Records contained in a dataset:
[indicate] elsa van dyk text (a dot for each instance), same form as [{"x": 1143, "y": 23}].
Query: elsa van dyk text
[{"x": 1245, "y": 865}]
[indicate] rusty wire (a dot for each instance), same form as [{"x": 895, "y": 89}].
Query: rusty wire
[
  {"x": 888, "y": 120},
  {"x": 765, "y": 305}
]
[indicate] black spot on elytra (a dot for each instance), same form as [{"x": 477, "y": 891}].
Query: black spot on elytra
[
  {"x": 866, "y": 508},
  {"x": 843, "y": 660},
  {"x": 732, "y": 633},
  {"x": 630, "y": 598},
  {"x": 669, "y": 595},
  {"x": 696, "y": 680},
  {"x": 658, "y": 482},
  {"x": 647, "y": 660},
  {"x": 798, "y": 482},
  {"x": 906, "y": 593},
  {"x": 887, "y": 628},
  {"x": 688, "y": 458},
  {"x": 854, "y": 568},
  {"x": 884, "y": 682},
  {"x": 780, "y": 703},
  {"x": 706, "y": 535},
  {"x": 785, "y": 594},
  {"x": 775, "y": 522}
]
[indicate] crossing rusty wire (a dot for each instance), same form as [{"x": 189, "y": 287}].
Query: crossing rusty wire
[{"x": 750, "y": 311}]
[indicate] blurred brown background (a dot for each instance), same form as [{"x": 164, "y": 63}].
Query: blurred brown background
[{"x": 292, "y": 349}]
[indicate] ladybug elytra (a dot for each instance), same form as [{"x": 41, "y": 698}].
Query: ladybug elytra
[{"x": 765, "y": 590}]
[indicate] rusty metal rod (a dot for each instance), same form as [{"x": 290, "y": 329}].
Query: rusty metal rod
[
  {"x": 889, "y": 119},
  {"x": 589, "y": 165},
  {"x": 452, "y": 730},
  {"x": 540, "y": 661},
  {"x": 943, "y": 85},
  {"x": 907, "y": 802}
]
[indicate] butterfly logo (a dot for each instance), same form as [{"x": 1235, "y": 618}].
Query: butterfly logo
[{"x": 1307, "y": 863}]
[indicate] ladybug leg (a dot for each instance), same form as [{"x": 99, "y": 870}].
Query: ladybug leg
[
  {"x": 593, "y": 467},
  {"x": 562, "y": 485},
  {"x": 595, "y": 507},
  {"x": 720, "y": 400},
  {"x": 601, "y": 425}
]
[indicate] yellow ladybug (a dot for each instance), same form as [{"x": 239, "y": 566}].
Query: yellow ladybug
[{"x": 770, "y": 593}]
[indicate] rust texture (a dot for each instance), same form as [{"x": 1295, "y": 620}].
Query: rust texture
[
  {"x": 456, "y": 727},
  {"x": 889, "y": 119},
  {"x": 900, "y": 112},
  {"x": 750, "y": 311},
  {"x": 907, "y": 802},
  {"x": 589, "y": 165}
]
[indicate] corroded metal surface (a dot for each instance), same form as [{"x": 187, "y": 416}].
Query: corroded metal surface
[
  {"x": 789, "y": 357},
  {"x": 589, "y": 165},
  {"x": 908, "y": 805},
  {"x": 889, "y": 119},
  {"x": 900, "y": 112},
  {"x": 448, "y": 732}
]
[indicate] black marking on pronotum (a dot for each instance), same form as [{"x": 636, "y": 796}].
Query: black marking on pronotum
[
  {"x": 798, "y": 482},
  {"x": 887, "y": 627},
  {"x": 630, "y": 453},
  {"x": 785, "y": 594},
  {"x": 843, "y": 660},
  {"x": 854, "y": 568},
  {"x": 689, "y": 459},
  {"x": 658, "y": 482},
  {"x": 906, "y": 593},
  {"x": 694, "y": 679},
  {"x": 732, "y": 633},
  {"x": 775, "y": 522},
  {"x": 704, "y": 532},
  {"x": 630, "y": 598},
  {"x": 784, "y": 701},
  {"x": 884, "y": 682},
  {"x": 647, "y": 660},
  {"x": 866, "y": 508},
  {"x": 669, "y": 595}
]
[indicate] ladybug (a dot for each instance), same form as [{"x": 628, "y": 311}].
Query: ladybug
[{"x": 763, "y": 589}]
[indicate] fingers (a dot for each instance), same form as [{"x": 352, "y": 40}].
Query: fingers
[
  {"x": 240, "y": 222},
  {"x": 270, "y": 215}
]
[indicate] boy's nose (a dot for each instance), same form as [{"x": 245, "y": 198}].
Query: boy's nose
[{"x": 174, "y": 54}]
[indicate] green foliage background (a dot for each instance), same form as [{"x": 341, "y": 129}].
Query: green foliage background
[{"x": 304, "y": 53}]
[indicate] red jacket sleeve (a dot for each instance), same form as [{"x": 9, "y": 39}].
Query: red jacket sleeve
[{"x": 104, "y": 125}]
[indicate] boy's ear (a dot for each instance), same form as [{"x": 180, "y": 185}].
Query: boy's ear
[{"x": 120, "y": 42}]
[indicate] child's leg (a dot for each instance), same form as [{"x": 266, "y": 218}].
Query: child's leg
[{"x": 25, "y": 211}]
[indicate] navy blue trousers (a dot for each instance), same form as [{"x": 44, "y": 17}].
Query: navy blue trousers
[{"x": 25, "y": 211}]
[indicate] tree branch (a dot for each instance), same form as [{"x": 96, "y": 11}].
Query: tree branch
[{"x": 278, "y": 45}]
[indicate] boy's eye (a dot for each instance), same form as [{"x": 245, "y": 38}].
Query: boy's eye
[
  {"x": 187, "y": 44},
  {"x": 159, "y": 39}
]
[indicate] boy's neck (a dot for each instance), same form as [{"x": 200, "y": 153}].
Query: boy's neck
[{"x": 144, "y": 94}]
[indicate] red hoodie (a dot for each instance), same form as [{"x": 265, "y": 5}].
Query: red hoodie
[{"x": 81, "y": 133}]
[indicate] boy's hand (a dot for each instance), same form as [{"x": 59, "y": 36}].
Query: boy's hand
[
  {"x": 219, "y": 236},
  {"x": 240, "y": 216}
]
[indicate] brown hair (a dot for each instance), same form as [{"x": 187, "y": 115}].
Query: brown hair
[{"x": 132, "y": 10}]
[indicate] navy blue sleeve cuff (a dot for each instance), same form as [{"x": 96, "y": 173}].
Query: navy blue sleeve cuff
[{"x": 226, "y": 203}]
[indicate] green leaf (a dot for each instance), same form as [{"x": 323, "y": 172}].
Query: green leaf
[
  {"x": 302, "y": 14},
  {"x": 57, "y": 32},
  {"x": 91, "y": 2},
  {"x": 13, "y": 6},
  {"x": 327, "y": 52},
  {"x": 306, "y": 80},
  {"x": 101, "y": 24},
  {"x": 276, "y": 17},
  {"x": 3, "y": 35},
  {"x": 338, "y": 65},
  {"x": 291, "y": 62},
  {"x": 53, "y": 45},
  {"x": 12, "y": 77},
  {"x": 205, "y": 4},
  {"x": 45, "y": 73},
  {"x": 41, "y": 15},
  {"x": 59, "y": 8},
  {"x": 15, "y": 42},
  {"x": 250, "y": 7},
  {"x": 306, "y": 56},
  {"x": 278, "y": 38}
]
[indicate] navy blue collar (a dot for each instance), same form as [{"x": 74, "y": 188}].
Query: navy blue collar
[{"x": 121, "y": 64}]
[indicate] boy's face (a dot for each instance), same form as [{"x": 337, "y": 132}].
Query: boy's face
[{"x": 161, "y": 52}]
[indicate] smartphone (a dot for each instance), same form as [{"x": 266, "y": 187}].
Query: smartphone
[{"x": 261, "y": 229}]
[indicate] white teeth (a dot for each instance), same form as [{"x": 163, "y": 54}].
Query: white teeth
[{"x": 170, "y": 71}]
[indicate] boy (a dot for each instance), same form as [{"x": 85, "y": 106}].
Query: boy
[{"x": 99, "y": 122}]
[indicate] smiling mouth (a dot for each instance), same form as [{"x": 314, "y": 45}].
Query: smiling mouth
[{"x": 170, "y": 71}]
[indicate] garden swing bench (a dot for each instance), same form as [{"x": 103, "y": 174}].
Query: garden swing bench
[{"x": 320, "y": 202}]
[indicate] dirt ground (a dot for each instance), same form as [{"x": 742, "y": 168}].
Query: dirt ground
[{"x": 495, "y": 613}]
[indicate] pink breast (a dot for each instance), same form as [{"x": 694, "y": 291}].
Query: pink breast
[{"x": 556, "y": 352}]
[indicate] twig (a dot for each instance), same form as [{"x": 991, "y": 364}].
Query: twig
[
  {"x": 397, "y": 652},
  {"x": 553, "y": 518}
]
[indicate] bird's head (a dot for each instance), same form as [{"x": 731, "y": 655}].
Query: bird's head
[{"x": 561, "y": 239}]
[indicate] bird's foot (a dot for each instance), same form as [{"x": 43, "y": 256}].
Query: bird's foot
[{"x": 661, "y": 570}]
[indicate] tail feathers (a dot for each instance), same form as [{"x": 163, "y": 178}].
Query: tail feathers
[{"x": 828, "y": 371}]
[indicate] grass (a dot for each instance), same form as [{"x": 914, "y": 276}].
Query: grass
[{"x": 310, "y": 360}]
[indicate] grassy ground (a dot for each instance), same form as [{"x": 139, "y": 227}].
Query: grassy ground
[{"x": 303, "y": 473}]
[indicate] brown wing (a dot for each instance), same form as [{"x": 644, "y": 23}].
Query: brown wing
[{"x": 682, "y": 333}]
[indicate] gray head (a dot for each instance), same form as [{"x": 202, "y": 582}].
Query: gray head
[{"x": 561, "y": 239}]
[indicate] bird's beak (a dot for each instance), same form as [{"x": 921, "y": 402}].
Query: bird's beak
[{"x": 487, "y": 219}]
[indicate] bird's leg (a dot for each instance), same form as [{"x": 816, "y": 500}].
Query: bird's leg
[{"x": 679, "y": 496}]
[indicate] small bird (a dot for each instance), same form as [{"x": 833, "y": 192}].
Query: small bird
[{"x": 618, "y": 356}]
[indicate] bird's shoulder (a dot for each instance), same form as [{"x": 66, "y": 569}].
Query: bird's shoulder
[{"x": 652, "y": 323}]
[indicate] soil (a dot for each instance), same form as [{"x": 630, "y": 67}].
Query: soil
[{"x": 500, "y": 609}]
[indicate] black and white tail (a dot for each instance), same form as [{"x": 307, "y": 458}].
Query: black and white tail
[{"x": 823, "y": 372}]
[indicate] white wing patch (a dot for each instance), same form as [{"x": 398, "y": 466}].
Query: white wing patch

PROBLEM STATEMENT:
Exact copies of the line containing "[indicate] white wing" and of every line after it through the end of the entries are all that should be output.

SOLUTION TO THIS PROBLEM:
[indicate] white wing patch (a dot for each instance), same form as [{"x": 398, "y": 466}].
Query: white wing patch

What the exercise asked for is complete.